» **あなたの課題**
プラウエンのケミカルレースを描いた文章を、最後の文の続きから書き進めてもらえますか？

» **抽出テキスト**
-------------------------
解離性同一性障害の当事者の記録

主観的な、DID患者としての日々の徒然です

芸術療法〜(6)余白

プラウエンのケミカルレースはじっさいは刺繍作品で花も蔓も機械が描いている。ランダムに見えてもそこには法則性がある。酷く複雑な模様を謎解きしながら描いている。

ぱっと見は味気の無い冷めたような工業製品が安心なのはそれが決められた線で描かれた決められた顔の花たちだからだ。

花たちはみな一様に俯き加減。しかし立ち上がる花びらはそんなに柔ではなくポーズを決めて魅せる。次の段、花たちは一列に行儀よく斜め上を見ては首をかしげる。左右非対称の薄っぺらい花弁が風を受けて歪な弧を描く。ここは向かい風か?まるでラインダンス。脳内に刺繍針の軽快な機械音が響き渡る。
-------------------------
» **資料の抜粋**
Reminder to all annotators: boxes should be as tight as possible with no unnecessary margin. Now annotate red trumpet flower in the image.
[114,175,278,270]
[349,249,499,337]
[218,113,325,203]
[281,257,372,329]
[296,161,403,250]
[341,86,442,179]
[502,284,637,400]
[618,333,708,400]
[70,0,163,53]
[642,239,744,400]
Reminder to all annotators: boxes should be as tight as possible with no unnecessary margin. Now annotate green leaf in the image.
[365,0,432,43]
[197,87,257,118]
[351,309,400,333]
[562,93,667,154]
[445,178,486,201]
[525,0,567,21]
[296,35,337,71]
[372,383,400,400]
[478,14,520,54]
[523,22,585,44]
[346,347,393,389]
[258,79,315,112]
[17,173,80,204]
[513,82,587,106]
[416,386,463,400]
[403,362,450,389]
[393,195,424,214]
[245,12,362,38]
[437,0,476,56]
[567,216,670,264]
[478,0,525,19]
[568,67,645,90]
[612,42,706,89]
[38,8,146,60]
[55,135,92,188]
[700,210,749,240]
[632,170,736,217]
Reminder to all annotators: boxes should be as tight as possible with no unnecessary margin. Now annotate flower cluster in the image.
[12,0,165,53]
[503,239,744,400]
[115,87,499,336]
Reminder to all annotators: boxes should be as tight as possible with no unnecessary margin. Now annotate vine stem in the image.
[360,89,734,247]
-------------------------
» **あなたの回答**
ペンと紙とわたし。線を繋げる、ただそれだけ。花たちはわたしに向かって微笑んだり憂いたり。花を描くことが愉しい。

ペンを置き、わたしは色鉛筆で色を塗った。花を塗り蔓を塗り手を止めた。少し考えて別の色を塗る。溶かして消えてしまう糸と糸のあいだのそこは余白だったのだけれど。